### Problem description
Please reproduce the listing between the lines holding "For the benchmark, spot each instance of the led" and "For the benchmark, spot each instance of the banner", inclusive, keeping every request line and scaling each point coordinate by 1.25, rounded to a whole number with halves going up. Output only those lines.

### Task material
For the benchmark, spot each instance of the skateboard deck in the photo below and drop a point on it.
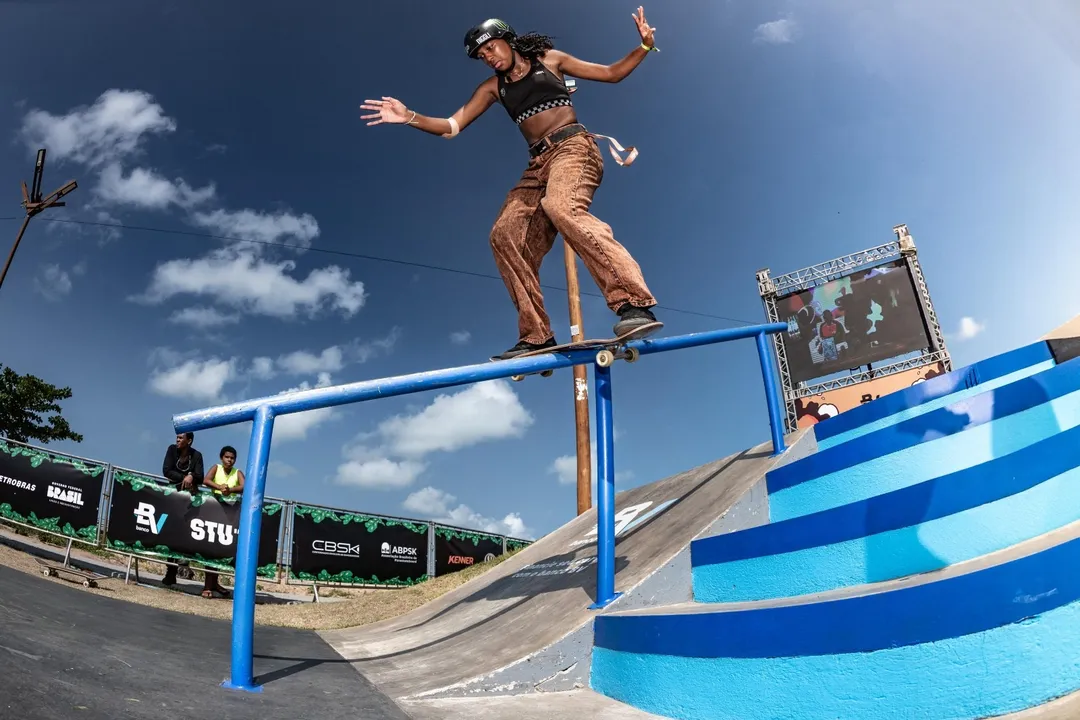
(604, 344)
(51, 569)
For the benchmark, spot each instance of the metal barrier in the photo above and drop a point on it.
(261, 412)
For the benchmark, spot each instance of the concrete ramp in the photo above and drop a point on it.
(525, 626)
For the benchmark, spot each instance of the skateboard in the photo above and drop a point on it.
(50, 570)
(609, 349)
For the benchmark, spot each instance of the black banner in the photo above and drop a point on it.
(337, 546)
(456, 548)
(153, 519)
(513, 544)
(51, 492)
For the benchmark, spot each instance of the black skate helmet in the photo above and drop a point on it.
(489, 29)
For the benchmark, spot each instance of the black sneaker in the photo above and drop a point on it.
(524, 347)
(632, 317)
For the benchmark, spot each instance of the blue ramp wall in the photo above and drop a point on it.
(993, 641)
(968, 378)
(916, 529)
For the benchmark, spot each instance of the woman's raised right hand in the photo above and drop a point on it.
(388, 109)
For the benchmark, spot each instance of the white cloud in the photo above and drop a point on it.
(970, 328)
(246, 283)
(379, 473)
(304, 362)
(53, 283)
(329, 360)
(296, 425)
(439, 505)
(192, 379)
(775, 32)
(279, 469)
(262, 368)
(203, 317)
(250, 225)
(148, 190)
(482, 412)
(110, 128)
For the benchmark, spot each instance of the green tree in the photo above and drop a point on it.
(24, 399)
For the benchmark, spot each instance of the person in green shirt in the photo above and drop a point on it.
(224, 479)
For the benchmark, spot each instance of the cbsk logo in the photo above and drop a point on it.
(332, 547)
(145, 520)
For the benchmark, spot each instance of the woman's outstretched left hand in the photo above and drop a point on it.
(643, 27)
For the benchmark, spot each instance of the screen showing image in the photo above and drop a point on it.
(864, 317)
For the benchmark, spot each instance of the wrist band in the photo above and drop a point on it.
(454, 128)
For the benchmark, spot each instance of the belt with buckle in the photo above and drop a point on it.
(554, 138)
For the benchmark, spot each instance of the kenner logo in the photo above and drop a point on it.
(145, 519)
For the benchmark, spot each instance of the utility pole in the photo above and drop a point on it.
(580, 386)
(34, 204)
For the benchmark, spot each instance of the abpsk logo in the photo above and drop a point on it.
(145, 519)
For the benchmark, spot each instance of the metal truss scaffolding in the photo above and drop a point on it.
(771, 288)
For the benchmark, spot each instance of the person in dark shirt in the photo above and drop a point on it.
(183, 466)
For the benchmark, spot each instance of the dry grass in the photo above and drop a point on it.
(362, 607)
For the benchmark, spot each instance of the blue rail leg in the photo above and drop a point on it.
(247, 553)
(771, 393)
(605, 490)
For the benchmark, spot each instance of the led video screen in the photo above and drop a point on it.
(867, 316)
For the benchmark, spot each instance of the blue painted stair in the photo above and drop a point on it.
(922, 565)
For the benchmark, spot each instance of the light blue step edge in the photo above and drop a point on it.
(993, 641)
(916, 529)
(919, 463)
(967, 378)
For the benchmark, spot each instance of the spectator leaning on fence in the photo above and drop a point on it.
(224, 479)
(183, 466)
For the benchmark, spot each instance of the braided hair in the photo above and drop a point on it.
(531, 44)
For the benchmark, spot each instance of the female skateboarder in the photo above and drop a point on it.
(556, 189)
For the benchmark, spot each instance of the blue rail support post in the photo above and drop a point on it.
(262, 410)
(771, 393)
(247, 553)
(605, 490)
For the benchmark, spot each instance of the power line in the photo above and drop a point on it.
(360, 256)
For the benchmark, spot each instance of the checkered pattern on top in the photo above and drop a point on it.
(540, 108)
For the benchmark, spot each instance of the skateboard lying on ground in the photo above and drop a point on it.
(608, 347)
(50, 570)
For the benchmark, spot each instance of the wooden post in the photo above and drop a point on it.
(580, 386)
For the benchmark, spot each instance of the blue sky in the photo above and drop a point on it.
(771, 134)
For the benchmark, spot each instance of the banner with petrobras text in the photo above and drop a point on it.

==

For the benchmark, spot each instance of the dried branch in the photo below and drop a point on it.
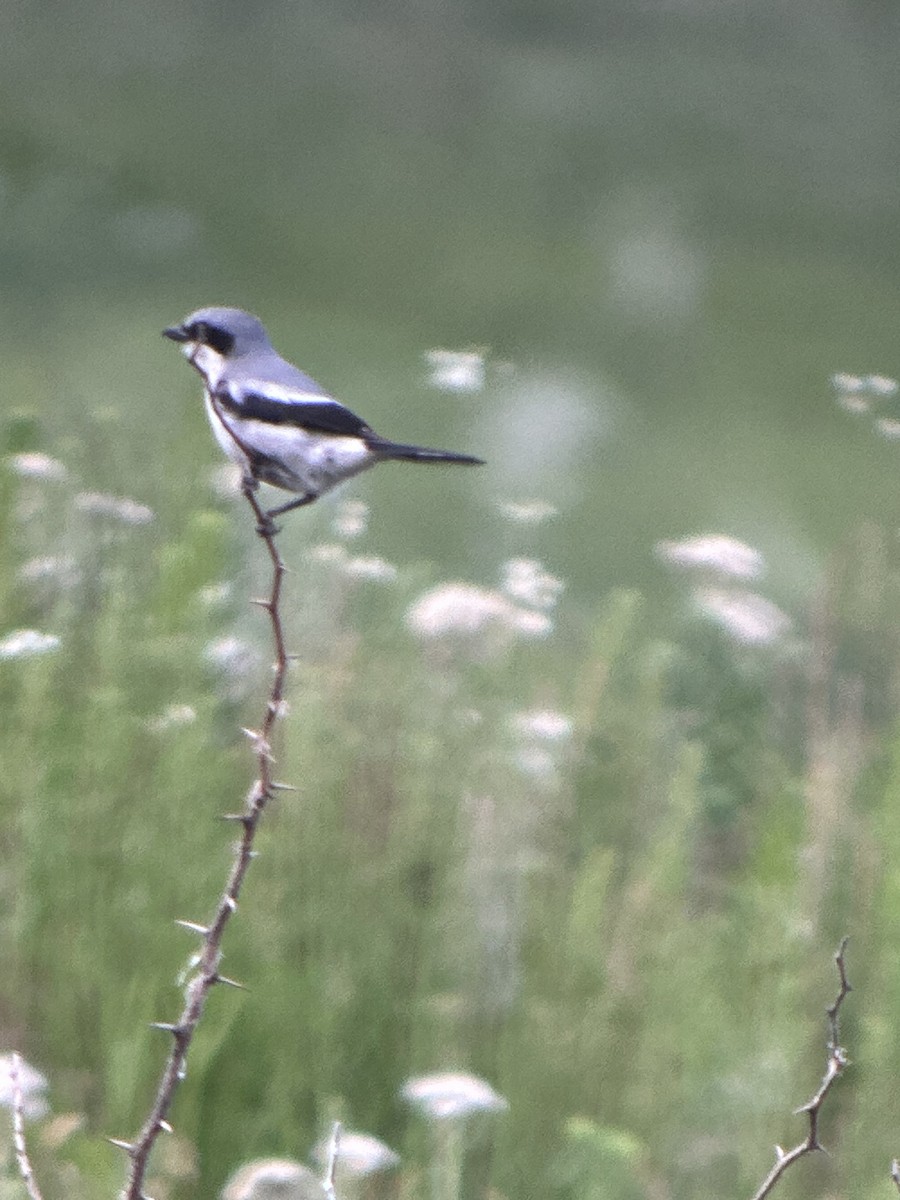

### Exercise response
For the benchmark, spot each instance of the led video screen in the photo above and drop a point on it.
(1084, 395)
For the benchmark, spot each instance of the blue painted stair in the photo above and drop a point on it.
(1153, 706)
For the benchmark, spot each instance of the light blue step edge in the photo above and drop a point on it.
(1241, 801)
(1145, 661)
(1149, 579)
(1209, 473)
For the benchmark, spot each instance of the spectator leaning on fence in the photo above and drop a point on it.
(280, 599)
(229, 583)
For the benchmark, spot each instance of the braided hair in the photo above and drop a point on it.
(664, 55)
For the benchmark, spot each instance of the female skateboarder in the photo above and drop a point on it.
(695, 236)
For the benchmark, spot each instance of the blue rail support post in the photo above and drop a point on it.
(328, 513)
(964, 491)
(309, 691)
(756, 613)
For the benchmark, spot each instance of the power line in the photo above and drop a point on it.
(450, 320)
For the benchmark, spot each instance of the checkered pattern on top in the photo above and drop a point on it.
(675, 135)
For the benchmark, spot each instance of the skateboard lying on ground in the photo above and drop a point on it.
(760, 434)
(63, 713)
For the benchmark, spot each instance of the wooden post in the photo above and drop a point on it.
(725, 483)
For the benchmark, spot each instance of the blue sky in the photo above and drop a point on it.
(964, 168)
For the benchmark, spot each instance of the banner with petrobras text in the photo above and drop a point on it.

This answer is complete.